>> Start

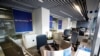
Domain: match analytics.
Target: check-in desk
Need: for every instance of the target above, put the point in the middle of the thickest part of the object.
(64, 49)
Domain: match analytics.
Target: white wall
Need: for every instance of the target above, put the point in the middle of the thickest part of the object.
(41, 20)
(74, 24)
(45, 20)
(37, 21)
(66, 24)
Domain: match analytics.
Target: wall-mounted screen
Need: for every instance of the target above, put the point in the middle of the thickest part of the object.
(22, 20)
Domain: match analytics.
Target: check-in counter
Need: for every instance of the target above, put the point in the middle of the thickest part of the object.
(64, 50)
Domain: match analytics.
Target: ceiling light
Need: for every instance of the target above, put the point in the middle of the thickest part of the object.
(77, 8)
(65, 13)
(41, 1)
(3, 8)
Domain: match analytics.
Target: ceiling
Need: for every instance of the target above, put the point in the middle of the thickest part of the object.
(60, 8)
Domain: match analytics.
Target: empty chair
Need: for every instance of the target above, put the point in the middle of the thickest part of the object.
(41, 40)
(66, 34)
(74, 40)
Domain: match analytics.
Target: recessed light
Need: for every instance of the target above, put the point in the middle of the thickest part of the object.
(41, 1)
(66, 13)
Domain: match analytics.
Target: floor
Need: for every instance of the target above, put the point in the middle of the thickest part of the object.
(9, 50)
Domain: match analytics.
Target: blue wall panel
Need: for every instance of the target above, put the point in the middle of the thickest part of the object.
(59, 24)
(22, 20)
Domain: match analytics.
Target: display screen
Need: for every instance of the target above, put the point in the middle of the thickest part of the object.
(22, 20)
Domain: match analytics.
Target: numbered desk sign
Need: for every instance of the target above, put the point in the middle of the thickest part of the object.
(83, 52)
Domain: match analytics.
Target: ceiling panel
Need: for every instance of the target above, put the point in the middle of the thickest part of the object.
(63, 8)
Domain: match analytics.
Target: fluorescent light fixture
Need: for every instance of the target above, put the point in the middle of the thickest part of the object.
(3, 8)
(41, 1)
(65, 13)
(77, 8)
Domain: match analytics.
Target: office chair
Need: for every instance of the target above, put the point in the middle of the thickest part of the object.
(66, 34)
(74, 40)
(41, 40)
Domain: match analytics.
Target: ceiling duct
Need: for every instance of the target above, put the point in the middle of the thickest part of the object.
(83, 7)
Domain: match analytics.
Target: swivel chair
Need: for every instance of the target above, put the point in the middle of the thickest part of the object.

>> End
>> Start

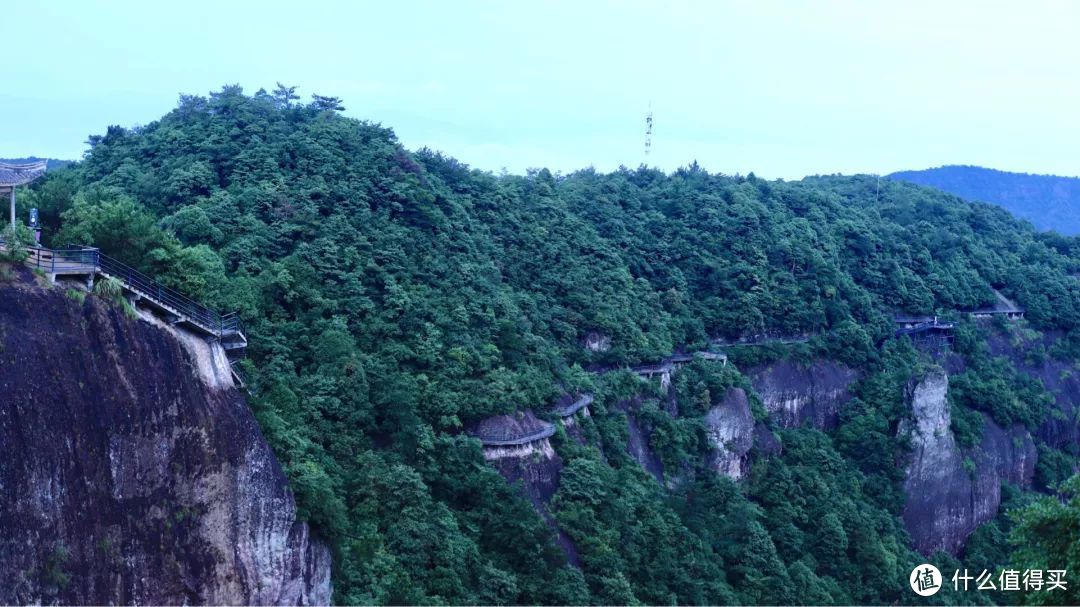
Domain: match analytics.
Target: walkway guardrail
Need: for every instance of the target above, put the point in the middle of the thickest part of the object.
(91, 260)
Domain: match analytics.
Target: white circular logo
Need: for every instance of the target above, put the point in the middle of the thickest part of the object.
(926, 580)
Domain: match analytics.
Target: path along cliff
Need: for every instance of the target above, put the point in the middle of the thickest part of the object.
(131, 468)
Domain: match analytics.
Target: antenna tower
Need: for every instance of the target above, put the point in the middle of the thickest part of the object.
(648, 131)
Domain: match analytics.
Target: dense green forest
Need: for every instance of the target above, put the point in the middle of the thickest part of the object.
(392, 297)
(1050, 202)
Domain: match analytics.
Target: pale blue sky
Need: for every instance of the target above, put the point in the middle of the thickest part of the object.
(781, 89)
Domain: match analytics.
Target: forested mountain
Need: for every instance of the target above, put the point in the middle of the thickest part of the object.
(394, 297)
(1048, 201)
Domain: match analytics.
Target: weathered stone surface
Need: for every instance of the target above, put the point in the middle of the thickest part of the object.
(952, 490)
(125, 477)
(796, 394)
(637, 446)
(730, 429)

>> End
>> Start

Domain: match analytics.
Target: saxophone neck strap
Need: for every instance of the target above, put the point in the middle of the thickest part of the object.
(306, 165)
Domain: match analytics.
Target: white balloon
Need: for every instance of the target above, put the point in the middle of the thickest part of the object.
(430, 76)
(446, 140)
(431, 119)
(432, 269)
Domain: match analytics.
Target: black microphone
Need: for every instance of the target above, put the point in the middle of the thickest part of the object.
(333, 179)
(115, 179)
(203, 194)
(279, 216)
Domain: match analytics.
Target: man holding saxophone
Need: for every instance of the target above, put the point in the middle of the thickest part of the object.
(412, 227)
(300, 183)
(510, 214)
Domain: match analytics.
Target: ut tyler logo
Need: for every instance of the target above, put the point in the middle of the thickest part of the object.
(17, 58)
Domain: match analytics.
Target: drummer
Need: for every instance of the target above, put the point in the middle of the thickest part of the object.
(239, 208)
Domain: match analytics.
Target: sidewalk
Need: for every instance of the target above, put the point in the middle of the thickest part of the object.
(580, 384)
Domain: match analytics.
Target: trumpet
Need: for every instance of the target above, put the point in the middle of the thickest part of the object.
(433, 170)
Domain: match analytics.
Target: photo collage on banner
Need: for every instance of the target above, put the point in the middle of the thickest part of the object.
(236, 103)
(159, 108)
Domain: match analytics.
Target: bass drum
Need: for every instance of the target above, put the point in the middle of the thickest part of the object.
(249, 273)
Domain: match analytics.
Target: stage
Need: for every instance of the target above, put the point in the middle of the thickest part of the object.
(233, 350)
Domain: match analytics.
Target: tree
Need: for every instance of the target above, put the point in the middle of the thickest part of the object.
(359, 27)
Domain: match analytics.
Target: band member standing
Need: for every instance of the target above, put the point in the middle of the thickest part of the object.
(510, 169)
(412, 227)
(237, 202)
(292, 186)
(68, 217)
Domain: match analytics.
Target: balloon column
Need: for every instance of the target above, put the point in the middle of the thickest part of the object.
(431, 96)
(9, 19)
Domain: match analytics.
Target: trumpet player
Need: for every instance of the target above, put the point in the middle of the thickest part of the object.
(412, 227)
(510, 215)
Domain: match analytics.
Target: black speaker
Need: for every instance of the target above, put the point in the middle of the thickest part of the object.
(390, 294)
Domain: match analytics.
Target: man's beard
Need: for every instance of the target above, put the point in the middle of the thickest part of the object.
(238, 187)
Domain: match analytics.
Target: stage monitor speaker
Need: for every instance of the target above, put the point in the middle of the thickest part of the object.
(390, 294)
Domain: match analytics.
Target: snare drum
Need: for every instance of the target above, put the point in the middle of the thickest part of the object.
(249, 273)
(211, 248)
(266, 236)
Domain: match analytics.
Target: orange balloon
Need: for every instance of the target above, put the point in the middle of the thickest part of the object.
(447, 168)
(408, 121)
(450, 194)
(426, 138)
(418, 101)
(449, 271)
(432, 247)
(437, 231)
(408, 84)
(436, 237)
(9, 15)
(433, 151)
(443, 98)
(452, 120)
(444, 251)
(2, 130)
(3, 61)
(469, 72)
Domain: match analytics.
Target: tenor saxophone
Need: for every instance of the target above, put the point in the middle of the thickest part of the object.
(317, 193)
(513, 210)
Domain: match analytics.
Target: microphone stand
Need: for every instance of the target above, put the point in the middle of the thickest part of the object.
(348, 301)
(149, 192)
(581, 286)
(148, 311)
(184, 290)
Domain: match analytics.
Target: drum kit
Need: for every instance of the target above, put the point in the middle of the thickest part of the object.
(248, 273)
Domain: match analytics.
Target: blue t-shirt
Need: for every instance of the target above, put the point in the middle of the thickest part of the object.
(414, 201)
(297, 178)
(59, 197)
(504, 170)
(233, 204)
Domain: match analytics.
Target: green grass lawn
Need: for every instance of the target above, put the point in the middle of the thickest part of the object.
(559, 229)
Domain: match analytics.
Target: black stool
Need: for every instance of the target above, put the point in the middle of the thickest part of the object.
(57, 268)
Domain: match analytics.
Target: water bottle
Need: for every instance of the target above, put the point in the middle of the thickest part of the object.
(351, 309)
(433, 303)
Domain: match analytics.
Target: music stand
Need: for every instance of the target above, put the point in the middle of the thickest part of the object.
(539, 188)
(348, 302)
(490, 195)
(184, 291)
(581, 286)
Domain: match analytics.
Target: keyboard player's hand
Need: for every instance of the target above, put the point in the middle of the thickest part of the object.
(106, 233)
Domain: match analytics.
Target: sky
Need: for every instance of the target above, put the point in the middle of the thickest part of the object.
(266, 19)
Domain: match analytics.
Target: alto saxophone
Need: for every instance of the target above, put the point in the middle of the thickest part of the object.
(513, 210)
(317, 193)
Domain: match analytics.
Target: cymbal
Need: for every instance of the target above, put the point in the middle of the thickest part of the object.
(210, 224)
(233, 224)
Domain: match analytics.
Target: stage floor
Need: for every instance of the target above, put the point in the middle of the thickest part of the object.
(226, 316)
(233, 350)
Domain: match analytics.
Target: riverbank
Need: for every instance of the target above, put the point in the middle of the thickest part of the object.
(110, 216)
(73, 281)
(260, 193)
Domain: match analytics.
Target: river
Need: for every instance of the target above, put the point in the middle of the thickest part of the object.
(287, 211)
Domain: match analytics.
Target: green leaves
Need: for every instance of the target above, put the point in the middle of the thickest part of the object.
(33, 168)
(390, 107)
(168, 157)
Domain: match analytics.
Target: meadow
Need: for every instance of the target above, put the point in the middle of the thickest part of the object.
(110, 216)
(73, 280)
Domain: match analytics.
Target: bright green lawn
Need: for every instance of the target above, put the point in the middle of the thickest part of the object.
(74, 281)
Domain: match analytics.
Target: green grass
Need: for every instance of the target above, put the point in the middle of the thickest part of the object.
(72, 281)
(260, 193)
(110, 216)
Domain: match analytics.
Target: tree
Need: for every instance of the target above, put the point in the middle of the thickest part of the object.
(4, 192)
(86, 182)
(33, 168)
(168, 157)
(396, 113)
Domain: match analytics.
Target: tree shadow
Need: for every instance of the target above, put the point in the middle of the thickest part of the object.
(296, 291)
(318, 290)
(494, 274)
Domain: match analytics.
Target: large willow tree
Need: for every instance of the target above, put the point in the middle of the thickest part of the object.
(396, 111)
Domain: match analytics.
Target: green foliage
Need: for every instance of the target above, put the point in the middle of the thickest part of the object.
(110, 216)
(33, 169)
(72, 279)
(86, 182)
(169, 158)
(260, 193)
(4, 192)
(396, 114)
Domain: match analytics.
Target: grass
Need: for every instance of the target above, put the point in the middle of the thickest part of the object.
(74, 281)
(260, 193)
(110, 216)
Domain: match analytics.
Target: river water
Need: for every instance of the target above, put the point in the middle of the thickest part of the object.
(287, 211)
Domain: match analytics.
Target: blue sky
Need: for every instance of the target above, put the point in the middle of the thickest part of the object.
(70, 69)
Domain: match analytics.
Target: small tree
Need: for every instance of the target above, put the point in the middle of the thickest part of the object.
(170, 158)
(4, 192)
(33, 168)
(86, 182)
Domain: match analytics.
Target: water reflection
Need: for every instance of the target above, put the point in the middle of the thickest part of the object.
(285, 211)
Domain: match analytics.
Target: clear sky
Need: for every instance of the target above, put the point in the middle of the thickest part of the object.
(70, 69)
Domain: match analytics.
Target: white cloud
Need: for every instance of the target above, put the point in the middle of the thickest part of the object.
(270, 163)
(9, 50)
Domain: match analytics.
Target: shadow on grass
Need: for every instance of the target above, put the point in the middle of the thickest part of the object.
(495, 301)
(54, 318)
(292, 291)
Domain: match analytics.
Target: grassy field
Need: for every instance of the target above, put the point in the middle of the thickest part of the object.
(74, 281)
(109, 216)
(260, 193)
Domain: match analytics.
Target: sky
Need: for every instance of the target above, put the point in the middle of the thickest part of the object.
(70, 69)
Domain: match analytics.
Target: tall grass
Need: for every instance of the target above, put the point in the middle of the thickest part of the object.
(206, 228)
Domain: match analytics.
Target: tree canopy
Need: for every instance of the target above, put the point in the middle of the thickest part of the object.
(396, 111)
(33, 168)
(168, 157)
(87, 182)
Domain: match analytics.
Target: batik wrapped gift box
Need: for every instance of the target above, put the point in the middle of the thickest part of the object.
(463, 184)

>> End

WORK TO DO
Collect each line of the records above that contains the word "microphone", and copy every such line in full.

TASK OUTPUT
Target: black microphone
Target: microphone stand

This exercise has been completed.